* Start EXTRACT *
If we were to judge of the spiritual attainments of the primitive Church solely by these specimens of its Christian thought, we should assuredly conceive exceedingly highly of them. Where can we go to find a truer or deeper insight into the heart of the gospel—a richer or fuller expression of all that the religious life at its highest turns upon? Certainly not to the apocryphal fragments of so-called “utterances of Jesus” raked out of the trash-heaps of some Oxyrhynchus or other. But just as truly not to the authentic remains of the early ages of the Church; which witness, indeed, to a living, vitalizing Christianity ordering all its life, but which distinctly reach to no such level of Christian thinking and feeling as these fragments point to. We are thus bidden to remember that in these five “sayings” we have, not the total product of the Christian thought of the age, perhaps not even a fair sample of it, but such items of it only as commended themselves to the mind and heart of a Paul, and rose joyously to his lips when he would fain exhort his fellows in the gospel to embrace and live by its essence. They come to us accordingly not merely as valuable fragments of the Christian thinking of the first period—of absorbing interest as they would be even from that point of view—but with the imprimatur of the apostle upon them as consonant with the mind of the Holy Spirit. They are dug from the mine of the Christian heart indeed, but they come to us stamped in the mintage of apostolic authority. The primitive Christian community it may have been that gave them form and substance, but it is the apostle who assures us that they are “faithful sayings, and worthy of all acceptation.”
And surely, when we come to look narrowly at the particular one of these “sayings” which we have chosen as our text, it is a great assertion that it brings us—an assertion which, if it be truly a “faithful saying, and worthy of all acceptation,” is well adapted to become even in this late and, it would fain believe itself, more instructed age, the watchword of the Christian Church and of every Christian heart. On the face of it, you will observe, it simply announces the purpose or, we may perhaps say, the philosophy, of the incarnation: “This is a faithfl saying, and worthy of all acceptation, that Christ Jesus came into the world to save sinners.” But it announces the purpose of the incarnation in a manner that at once attracts attention. Even the very language in which it is expressed is startling, meeting us here in the midst of one of Paul’s letters. For this is not Pauling phraseology that stands before us here; as, indeed, it professes not to be—for does not Paul tell us that he is not speaking in his own person, but is adducing one of the jewels of the Church’s faith? At all events, it is the language of John that here confronts us, and whoever first cast the Church’s heart-conviction into this compressed sentence had assuredly learned in John’s school. For to John only belongs this phrase as applied to Christ: “He came into the world.” It is John only who preserves the Master’s declarations: “I came forth from the Father, and am come into the world”; “I am come a light into the world, that whosoever believeth on Me should not abide in darkness.” It is he only who, adopting, as is his wont, the very phraseology of his Master to express his own thought, tells us in his prologue that “the true Light—that lighteth every man—was coming into the world,” but though He was in the world, and the world was made by Him, yet the world knew Him not.
* End EXTRACT *
* Start MATERIAL FOR THE TASK *
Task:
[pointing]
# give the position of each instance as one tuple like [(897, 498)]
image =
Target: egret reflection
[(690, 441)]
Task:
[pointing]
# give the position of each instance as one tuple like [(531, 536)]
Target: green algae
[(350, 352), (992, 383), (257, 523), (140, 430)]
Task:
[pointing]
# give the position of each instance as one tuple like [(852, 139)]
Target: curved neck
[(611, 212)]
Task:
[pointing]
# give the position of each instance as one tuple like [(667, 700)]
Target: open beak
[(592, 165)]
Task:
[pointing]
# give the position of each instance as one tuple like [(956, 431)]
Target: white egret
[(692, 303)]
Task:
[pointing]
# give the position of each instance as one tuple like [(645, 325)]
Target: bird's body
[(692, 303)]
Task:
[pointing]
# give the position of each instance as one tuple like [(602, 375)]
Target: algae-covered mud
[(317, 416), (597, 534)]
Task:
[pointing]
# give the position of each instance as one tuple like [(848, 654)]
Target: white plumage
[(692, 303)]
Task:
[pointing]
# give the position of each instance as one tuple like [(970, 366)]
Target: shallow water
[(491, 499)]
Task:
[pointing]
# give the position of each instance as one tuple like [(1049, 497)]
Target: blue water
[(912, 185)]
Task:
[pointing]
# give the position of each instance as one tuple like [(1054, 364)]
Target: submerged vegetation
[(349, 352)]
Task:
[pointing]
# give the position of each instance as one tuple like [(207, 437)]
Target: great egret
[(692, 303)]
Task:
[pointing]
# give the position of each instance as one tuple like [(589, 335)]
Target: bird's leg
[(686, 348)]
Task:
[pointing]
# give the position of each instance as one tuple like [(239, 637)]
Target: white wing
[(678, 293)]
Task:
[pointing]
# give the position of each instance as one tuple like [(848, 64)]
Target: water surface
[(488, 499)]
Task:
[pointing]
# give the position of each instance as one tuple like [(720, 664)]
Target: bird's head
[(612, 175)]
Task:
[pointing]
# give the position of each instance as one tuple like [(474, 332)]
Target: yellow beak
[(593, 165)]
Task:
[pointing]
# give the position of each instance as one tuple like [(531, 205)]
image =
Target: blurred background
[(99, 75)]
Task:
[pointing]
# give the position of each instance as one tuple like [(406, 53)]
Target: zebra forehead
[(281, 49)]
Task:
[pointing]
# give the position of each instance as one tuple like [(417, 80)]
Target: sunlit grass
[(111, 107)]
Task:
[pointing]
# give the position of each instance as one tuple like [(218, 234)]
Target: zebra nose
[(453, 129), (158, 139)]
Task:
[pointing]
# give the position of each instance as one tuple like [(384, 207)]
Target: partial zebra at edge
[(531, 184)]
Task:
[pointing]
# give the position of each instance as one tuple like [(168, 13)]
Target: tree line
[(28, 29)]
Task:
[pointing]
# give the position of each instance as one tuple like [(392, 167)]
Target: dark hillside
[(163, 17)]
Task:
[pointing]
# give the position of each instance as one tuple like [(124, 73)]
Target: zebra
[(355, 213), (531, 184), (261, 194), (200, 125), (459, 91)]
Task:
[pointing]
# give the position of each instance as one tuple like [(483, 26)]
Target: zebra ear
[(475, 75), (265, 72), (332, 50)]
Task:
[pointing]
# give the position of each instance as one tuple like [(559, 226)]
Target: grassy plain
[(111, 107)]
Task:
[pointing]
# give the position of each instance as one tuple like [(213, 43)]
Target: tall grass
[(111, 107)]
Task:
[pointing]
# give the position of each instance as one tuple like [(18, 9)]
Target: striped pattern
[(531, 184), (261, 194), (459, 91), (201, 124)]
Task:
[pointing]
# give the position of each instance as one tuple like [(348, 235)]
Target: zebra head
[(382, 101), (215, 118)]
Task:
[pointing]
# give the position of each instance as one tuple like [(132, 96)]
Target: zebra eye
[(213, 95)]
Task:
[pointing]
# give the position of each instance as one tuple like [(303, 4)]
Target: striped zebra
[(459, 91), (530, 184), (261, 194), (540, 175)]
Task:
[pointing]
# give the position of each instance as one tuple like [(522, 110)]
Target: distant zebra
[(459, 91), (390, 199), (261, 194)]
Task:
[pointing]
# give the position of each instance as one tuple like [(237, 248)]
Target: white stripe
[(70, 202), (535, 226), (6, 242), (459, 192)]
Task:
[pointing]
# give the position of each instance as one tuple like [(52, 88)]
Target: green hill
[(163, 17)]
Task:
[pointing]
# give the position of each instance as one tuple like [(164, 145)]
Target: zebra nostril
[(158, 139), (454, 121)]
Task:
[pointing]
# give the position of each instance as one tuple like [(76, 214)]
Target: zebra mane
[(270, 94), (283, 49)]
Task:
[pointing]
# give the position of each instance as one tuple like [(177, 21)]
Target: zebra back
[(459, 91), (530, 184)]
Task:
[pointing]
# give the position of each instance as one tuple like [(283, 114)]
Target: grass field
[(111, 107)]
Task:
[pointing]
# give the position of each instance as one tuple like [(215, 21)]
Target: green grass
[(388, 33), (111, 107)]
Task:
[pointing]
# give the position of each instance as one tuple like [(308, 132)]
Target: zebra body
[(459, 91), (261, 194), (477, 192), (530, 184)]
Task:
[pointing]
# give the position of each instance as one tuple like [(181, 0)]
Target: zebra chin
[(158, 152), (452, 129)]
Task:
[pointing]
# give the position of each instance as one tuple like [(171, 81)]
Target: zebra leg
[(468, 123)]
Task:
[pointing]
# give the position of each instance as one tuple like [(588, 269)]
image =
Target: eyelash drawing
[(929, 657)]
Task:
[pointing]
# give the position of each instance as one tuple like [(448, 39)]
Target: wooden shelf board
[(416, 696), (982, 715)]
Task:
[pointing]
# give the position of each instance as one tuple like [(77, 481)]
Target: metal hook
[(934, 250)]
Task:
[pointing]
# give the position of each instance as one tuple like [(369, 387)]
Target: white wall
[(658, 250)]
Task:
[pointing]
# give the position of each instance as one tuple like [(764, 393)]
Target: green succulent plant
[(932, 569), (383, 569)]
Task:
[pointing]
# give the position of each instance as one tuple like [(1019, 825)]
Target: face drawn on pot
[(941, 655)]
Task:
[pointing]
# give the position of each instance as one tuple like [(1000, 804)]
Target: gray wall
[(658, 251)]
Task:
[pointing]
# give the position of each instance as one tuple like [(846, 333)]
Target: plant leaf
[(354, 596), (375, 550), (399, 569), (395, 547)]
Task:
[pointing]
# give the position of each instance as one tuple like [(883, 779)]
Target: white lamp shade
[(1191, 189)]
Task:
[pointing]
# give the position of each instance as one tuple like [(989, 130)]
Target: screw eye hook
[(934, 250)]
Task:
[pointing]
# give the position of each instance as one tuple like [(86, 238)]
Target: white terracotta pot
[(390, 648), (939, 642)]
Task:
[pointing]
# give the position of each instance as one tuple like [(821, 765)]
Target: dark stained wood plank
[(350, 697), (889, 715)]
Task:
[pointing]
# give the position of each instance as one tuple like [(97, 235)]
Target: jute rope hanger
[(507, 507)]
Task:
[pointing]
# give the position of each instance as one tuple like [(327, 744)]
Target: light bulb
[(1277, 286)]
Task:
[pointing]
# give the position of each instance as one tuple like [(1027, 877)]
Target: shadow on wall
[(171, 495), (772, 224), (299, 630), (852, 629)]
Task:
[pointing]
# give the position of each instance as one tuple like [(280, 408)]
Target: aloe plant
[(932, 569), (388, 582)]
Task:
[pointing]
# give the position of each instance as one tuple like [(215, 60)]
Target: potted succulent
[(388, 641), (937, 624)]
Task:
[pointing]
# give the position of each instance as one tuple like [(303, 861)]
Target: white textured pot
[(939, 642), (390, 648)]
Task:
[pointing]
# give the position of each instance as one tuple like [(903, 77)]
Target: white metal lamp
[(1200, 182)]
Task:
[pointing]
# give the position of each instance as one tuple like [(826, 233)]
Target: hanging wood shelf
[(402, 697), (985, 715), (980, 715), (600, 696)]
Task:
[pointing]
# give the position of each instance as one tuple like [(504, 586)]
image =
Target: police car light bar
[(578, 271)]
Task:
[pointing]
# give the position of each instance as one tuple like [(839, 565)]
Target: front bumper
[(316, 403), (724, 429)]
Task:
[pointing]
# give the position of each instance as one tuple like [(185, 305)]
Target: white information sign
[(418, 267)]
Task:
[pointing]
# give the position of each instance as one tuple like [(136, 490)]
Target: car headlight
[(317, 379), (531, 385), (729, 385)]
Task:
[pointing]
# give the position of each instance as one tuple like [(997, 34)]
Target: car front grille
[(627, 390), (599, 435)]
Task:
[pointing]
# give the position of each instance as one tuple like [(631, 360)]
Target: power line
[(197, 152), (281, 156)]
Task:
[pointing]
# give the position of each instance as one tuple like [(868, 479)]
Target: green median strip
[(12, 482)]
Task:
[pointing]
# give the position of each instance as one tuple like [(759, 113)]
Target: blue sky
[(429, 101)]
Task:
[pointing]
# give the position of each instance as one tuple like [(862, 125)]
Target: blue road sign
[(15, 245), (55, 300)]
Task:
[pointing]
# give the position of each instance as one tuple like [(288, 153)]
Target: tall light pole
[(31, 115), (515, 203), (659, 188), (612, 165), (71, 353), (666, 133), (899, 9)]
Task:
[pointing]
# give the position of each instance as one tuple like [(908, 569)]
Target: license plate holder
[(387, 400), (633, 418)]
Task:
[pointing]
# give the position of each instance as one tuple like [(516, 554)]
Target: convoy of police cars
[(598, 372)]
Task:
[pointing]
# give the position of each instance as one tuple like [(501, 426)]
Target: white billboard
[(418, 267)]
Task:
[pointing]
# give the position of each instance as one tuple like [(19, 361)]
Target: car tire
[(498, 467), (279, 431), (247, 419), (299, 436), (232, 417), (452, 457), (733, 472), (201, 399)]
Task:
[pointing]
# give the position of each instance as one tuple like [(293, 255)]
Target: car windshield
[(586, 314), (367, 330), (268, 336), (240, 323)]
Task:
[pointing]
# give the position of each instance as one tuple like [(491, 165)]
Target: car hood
* End MATERIAL FOR THE TASK *
**GOALS**
- 1) Translate this sentence from the passage on the faithful saying into Spanish: "But it announces the purpose of the incarnation in a manner that at once attracts attention."
- 2) Extract the entries from their first line through the line containing "[(611, 212)]", both lines included, and reproduce each line unchanged.

**ANSWERS IN ORDER**
- 1) Pero anuncia el propósito de la encarnación de una manera que atrae la atención de inmediato.

- 2)
Task:
[pointing]
# give the position of each instance as one tuple like [(897, 498)]
image =
Target: egret reflection
[(690, 441)]
Task:
[pointing]
# give the position of each instance as one tuple like [(531, 536)]
Target: green algae
[(350, 352), (992, 383), (257, 523), (140, 430)]
Task:
[pointing]
# give the position of each instance as one tuple like [(852, 139)]
Target: curved neck
[(611, 212)]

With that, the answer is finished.